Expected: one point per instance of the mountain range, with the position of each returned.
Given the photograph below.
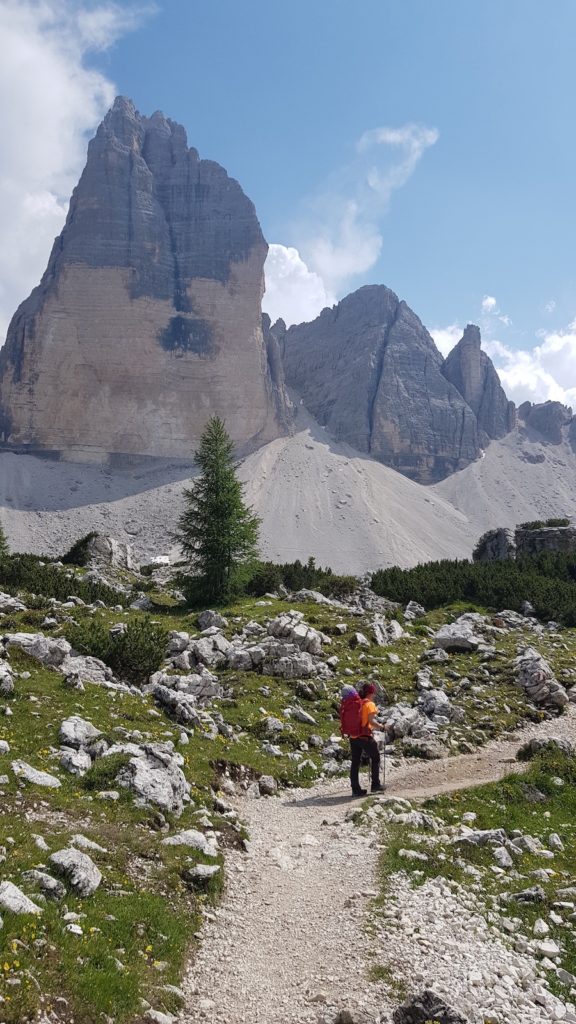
(148, 321)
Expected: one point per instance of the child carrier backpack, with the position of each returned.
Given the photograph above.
(351, 716)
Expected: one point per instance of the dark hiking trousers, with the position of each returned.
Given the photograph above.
(369, 747)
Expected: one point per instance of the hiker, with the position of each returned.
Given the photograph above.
(358, 720)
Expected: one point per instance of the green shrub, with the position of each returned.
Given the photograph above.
(104, 771)
(296, 576)
(546, 580)
(36, 574)
(140, 650)
(91, 637)
(132, 655)
(78, 553)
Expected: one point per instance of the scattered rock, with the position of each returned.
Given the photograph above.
(23, 770)
(426, 1009)
(78, 869)
(13, 900)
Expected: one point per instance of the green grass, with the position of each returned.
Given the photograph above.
(508, 804)
(144, 900)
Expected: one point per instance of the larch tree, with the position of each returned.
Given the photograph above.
(218, 534)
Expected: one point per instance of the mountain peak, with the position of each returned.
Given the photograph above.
(370, 372)
(472, 373)
(160, 255)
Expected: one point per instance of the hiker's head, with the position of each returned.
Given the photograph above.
(347, 691)
(367, 690)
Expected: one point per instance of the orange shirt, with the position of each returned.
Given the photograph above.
(368, 709)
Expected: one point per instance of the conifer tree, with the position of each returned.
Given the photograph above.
(4, 552)
(217, 531)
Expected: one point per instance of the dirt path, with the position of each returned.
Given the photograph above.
(290, 932)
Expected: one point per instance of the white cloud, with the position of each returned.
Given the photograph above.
(341, 237)
(489, 304)
(293, 292)
(544, 372)
(447, 337)
(52, 100)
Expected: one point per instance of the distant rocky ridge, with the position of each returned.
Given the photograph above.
(370, 372)
(550, 420)
(148, 318)
(148, 321)
(501, 544)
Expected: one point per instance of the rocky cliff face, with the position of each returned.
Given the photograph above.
(548, 419)
(370, 372)
(506, 544)
(148, 318)
(471, 372)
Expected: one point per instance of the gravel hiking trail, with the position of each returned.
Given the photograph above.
(289, 939)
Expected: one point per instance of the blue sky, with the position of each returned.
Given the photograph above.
(426, 144)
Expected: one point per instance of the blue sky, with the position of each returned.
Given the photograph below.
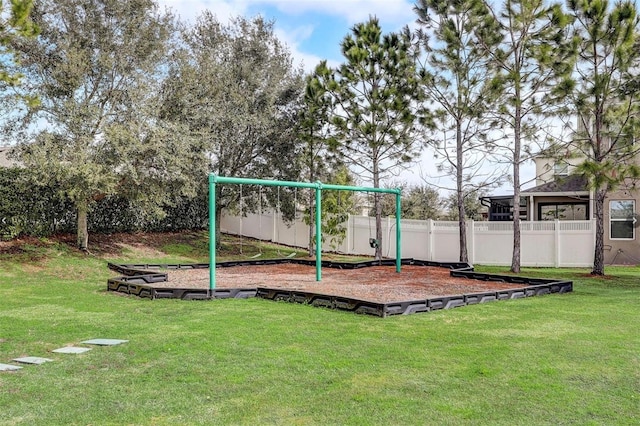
(313, 29)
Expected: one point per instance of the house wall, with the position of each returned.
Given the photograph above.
(537, 200)
(544, 168)
(550, 243)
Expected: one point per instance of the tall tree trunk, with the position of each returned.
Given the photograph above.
(83, 231)
(462, 224)
(515, 259)
(598, 257)
(378, 208)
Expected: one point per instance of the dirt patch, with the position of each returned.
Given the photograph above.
(380, 284)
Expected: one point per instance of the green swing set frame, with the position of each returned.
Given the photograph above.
(318, 187)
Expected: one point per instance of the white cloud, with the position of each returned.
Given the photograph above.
(189, 10)
(399, 11)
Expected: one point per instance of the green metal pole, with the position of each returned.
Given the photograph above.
(398, 233)
(318, 231)
(318, 186)
(212, 232)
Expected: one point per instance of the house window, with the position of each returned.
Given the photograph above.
(621, 219)
(561, 169)
(563, 211)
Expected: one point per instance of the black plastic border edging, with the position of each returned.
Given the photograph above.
(138, 280)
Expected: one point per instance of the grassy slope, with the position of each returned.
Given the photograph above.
(562, 359)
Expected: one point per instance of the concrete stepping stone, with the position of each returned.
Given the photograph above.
(104, 342)
(32, 360)
(9, 367)
(71, 350)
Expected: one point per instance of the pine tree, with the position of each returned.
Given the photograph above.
(454, 78)
(606, 101)
(373, 94)
(534, 54)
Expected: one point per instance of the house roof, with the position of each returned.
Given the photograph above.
(572, 184)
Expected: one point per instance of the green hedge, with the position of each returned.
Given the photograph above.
(37, 210)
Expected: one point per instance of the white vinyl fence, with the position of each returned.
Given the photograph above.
(545, 243)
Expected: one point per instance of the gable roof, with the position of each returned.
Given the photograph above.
(572, 183)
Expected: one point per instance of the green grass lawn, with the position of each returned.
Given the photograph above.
(559, 359)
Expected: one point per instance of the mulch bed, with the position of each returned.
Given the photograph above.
(380, 284)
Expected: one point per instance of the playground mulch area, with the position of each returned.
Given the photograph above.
(380, 284)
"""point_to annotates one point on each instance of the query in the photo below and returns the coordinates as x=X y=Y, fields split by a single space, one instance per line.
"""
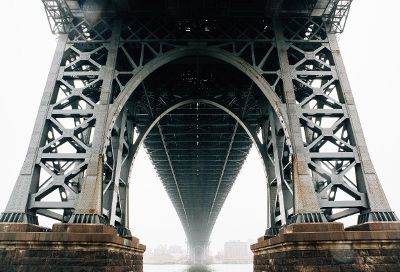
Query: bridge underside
x=197 y=148
x=197 y=82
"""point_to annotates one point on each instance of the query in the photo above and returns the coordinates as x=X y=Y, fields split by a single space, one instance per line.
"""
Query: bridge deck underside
x=197 y=149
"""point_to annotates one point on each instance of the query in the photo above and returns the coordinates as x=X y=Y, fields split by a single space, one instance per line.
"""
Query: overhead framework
x=199 y=83
x=60 y=13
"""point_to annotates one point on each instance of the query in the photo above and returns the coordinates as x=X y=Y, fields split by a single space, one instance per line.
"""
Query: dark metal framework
x=197 y=93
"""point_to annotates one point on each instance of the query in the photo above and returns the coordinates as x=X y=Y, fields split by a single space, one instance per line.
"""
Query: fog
x=370 y=51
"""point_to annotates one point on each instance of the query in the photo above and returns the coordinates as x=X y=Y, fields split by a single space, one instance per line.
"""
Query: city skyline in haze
x=368 y=49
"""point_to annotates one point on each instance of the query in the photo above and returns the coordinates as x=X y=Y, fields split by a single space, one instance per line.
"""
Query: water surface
x=209 y=268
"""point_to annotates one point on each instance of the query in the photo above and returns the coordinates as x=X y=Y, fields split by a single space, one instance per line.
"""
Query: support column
x=28 y=179
x=89 y=206
x=306 y=206
x=379 y=208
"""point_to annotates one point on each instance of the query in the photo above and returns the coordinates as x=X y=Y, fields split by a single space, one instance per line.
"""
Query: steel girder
x=104 y=85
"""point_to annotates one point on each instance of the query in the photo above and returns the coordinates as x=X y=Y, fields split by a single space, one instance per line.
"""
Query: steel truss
x=106 y=92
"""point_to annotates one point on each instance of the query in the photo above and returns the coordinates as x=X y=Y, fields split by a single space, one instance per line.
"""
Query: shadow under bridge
x=198 y=118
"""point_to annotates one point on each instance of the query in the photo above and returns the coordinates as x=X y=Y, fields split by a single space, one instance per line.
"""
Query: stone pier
x=330 y=247
x=67 y=247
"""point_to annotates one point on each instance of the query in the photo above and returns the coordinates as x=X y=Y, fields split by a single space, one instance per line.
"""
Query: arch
x=184 y=102
x=213 y=52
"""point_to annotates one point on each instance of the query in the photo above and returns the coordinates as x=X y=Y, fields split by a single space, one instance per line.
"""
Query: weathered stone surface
x=370 y=247
x=66 y=247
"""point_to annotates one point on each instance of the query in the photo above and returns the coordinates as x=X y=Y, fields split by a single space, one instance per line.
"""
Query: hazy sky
x=370 y=50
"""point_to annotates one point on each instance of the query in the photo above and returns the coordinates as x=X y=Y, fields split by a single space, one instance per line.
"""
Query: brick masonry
x=66 y=247
x=329 y=247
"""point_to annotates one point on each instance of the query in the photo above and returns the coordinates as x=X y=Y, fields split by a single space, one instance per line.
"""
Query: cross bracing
x=198 y=93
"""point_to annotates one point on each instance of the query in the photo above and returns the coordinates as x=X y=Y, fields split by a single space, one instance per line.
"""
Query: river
x=209 y=268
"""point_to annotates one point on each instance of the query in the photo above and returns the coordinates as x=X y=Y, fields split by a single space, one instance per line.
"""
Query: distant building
x=164 y=254
x=237 y=252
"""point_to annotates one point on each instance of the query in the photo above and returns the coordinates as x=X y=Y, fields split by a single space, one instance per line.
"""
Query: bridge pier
x=67 y=247
x=330 y=247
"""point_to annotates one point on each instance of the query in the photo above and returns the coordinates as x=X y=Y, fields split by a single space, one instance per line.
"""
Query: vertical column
x=28 y=179
x=306 y=206
x=89 y=206
x=379 y=208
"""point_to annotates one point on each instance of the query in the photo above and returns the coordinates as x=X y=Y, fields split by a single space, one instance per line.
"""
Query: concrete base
x=329 y=247
x=67 y=247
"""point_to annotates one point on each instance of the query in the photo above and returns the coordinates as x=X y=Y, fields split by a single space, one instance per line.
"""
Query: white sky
x=370 y=50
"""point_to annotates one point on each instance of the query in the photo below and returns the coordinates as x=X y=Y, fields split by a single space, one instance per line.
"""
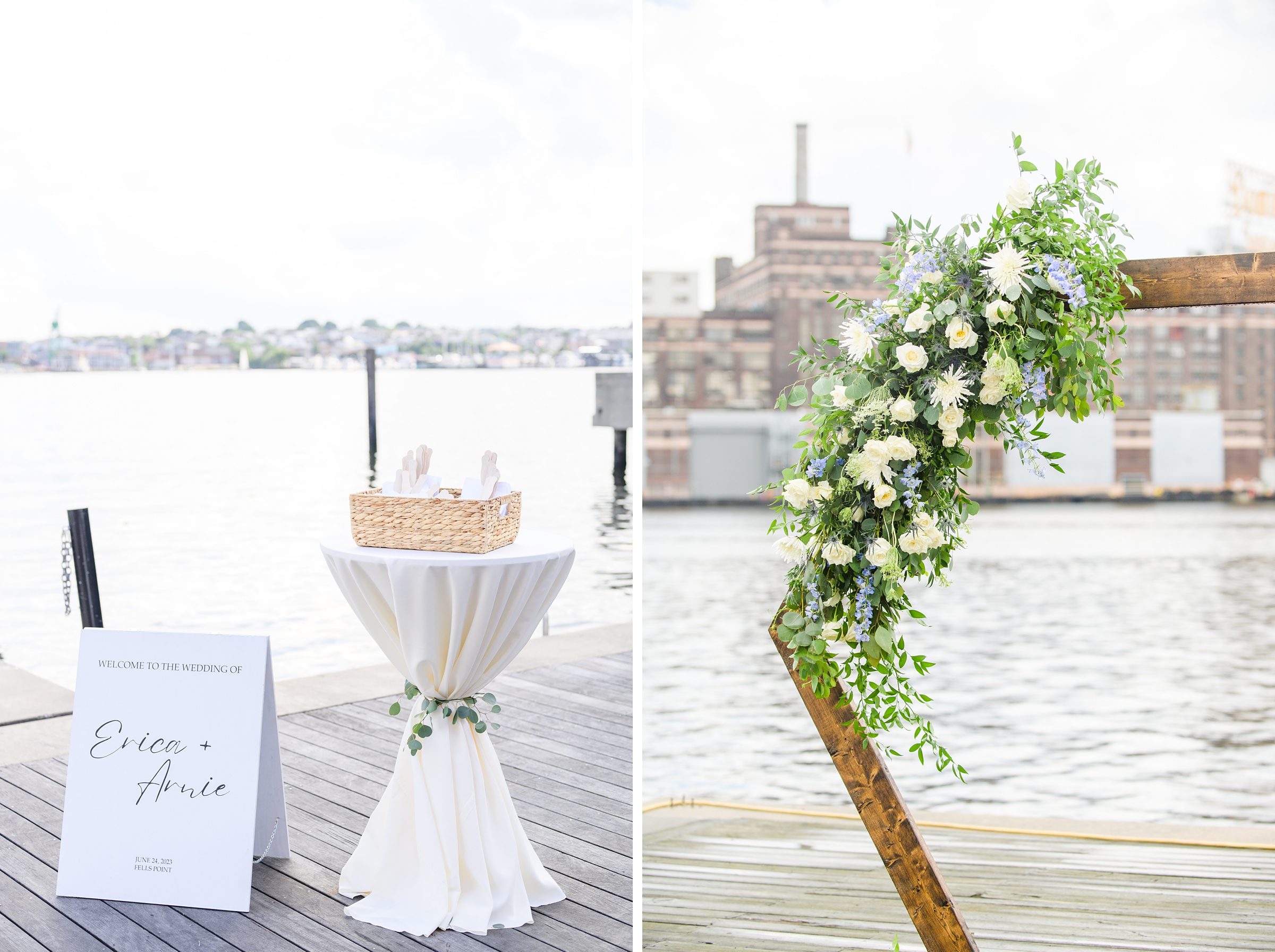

************

Stated task
Which lines in the data above contain the word "framework"? Locate each one and copy it out in full.

Solved problem
Query: overhead framework
Query: dark metal framework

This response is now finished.